:: DATA PROVIDED

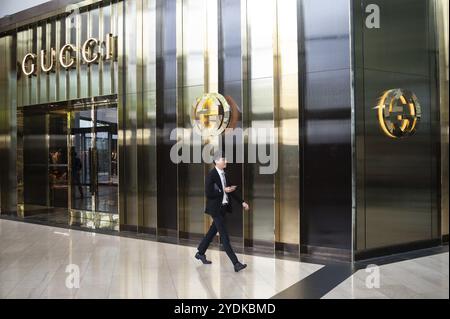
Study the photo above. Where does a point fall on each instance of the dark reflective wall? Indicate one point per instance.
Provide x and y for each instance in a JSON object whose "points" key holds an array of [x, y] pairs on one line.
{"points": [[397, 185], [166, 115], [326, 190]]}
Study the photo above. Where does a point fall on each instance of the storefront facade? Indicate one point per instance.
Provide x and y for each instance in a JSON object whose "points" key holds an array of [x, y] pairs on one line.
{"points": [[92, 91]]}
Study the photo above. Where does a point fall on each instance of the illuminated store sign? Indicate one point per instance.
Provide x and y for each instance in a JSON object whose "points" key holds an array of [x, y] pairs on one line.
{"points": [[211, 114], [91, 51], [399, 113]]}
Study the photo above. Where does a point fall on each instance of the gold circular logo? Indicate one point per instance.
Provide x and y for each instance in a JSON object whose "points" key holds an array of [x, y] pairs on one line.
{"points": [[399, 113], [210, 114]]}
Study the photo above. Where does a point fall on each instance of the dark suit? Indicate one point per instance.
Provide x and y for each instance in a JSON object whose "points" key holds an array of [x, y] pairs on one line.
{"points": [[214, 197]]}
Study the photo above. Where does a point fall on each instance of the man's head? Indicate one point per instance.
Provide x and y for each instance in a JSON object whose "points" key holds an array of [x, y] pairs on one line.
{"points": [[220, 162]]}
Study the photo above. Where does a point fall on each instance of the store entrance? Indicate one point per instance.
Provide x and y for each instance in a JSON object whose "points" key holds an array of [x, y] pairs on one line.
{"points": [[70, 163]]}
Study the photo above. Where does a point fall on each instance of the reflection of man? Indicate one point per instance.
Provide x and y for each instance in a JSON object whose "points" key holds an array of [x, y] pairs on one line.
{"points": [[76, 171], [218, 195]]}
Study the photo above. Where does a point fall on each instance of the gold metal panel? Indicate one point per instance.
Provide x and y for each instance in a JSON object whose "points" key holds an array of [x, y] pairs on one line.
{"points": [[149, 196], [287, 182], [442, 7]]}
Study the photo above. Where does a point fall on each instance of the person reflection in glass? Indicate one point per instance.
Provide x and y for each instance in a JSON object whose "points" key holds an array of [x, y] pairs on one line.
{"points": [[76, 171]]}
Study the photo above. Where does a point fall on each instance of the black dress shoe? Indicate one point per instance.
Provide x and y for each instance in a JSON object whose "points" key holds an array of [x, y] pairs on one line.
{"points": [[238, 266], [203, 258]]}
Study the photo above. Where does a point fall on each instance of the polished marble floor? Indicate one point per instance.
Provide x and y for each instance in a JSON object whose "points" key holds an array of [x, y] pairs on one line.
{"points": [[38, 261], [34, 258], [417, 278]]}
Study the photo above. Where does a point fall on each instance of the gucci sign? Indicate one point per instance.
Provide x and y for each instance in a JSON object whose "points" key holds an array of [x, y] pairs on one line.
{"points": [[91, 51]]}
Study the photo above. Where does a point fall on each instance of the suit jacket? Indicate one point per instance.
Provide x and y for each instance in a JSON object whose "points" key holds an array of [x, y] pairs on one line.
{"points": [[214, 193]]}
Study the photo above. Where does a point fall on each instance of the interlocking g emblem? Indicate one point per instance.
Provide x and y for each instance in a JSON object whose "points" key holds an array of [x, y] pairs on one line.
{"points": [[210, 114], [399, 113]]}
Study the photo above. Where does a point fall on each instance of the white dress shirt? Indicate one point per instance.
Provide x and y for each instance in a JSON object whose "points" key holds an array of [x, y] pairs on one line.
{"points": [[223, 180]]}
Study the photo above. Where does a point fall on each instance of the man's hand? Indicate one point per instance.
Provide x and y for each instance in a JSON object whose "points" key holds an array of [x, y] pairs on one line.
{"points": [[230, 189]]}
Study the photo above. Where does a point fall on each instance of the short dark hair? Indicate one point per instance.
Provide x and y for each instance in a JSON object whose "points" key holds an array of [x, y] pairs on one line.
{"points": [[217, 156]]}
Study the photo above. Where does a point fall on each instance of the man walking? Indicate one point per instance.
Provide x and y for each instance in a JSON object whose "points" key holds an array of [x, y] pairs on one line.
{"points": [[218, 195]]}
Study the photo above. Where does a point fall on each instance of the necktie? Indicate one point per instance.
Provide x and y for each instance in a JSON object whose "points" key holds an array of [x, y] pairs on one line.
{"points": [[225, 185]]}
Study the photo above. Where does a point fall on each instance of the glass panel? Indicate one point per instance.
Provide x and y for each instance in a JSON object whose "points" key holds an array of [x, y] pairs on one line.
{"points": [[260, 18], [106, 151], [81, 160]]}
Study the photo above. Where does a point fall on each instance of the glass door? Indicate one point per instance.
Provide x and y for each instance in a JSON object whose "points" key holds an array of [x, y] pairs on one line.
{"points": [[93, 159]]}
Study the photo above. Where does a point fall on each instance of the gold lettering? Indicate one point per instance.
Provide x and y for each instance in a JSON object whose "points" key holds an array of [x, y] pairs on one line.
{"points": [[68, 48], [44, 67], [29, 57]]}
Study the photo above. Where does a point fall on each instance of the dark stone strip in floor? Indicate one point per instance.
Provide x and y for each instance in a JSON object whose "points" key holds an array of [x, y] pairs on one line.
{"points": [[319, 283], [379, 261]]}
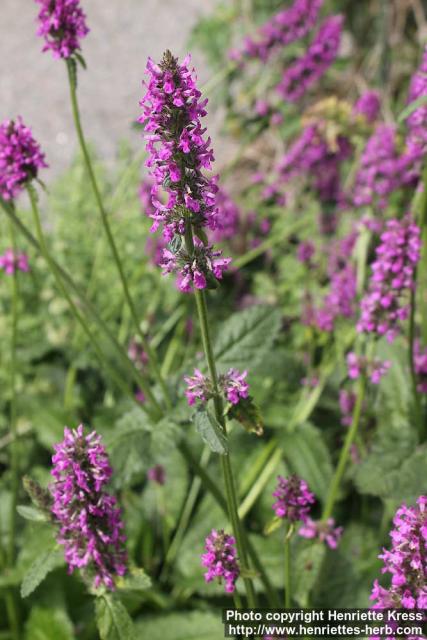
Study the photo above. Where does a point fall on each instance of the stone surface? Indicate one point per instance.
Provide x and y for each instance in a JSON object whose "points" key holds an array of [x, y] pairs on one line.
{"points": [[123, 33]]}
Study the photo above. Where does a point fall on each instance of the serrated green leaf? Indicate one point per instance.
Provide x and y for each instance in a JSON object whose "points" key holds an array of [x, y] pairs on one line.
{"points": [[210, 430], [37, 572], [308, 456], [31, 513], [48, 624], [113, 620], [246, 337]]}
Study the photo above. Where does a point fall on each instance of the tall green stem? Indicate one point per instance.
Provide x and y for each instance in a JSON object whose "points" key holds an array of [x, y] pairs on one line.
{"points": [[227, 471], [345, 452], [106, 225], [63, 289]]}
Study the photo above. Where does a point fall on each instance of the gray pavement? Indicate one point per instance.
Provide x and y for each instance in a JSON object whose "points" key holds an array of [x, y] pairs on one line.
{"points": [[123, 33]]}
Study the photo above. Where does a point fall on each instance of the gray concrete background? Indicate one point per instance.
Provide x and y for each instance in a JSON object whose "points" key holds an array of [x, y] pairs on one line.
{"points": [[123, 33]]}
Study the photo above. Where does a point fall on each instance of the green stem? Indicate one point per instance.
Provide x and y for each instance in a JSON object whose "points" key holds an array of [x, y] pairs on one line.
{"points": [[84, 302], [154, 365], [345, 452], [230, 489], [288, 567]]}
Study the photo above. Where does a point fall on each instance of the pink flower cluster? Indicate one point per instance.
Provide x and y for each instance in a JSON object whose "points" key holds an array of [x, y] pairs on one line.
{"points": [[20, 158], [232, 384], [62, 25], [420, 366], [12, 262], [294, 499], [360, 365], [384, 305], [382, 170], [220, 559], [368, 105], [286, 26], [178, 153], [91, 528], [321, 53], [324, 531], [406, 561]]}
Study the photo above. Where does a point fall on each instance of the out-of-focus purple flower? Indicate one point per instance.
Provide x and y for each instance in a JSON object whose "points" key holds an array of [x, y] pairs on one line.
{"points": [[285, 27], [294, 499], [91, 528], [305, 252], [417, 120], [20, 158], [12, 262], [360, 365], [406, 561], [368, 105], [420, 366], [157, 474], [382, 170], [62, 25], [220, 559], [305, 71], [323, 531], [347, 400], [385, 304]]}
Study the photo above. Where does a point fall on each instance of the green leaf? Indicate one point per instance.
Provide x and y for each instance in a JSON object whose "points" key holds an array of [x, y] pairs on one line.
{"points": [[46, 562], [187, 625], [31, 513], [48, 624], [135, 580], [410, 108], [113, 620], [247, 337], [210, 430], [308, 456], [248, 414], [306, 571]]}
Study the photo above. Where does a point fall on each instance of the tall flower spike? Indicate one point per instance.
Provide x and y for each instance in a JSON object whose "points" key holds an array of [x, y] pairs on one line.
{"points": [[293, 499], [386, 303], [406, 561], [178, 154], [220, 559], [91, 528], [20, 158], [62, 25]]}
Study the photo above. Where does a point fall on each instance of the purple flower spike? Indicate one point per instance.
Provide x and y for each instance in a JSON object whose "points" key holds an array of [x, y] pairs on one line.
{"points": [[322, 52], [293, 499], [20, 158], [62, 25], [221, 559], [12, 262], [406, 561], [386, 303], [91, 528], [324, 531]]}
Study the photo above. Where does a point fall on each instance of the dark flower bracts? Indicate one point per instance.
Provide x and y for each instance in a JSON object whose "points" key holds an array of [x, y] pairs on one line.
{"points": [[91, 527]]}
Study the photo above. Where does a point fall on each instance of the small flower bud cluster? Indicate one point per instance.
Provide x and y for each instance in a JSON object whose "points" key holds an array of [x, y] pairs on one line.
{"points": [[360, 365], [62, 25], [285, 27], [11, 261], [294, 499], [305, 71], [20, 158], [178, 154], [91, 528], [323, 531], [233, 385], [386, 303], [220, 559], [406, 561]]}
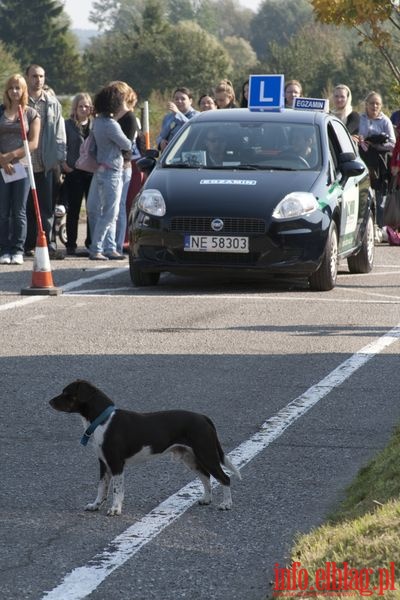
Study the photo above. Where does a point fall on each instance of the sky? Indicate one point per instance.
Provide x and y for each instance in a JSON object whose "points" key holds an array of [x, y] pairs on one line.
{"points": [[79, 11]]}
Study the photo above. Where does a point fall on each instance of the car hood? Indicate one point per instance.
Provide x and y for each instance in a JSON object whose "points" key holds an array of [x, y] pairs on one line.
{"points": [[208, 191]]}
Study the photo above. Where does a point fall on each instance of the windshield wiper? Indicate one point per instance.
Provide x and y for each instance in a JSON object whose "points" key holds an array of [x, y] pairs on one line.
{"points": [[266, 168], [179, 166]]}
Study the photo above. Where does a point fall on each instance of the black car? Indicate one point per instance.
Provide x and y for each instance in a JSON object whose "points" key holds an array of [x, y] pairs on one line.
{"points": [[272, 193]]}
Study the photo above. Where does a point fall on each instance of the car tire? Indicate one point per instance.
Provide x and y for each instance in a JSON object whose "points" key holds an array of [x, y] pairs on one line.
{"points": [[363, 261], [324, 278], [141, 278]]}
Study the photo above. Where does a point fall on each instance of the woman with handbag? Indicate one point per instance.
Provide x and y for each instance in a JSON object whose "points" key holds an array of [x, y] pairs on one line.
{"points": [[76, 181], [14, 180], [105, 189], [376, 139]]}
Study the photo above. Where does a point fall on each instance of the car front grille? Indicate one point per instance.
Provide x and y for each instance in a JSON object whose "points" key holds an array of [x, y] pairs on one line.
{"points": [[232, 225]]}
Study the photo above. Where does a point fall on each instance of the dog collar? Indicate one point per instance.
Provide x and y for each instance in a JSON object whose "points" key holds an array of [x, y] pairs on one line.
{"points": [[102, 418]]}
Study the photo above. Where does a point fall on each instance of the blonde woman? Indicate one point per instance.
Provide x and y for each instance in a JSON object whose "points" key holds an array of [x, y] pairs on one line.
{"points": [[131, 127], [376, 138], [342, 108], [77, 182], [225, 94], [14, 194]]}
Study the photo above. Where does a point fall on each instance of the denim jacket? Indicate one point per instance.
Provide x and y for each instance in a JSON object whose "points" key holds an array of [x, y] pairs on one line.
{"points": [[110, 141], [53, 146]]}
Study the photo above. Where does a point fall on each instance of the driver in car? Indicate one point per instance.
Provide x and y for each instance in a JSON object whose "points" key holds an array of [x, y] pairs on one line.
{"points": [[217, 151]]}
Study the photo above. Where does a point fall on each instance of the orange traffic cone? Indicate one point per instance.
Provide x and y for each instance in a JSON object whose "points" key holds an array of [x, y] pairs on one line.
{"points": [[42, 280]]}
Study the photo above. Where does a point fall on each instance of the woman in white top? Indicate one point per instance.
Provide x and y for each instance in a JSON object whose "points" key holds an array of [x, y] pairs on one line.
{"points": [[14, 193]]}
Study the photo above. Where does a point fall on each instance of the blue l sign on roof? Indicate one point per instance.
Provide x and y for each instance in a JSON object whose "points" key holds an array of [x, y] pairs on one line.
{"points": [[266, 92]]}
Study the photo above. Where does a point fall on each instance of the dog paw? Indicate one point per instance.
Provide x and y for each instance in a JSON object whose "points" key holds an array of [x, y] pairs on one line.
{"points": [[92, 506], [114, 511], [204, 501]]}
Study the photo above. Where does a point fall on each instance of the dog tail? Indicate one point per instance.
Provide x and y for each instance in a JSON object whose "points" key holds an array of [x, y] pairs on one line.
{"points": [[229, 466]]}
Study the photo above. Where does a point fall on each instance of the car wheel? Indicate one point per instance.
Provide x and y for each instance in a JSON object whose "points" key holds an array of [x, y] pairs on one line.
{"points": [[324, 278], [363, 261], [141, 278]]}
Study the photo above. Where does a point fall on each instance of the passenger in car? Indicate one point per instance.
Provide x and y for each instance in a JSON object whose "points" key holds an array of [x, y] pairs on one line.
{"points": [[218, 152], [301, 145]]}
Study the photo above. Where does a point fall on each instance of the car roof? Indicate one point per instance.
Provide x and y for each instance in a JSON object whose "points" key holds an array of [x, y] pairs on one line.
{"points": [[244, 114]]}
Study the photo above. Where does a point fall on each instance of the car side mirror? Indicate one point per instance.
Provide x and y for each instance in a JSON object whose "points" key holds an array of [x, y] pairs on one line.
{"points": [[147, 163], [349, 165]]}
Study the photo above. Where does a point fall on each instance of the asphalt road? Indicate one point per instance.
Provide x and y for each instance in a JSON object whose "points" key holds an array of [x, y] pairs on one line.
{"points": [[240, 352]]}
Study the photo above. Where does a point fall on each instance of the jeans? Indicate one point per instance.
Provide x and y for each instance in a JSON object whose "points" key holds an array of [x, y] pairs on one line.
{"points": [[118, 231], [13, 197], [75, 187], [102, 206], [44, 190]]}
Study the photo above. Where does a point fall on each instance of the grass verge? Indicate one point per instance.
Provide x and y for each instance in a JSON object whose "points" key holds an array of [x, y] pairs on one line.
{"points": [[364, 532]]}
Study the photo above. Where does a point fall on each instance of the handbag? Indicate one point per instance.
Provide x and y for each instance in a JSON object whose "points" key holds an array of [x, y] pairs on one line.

::::

EXERCISE:
Return every line from the records above that holds the word "cluster".

REPLY TO THE EXERCISE:
Study the photo above. Where does a point fall on each instance of the pink flower cluster? Indicate one point per instance.
Study the photo above. Where does a point fall on each instance of the small flower bud cluster? Indicate one point per instance.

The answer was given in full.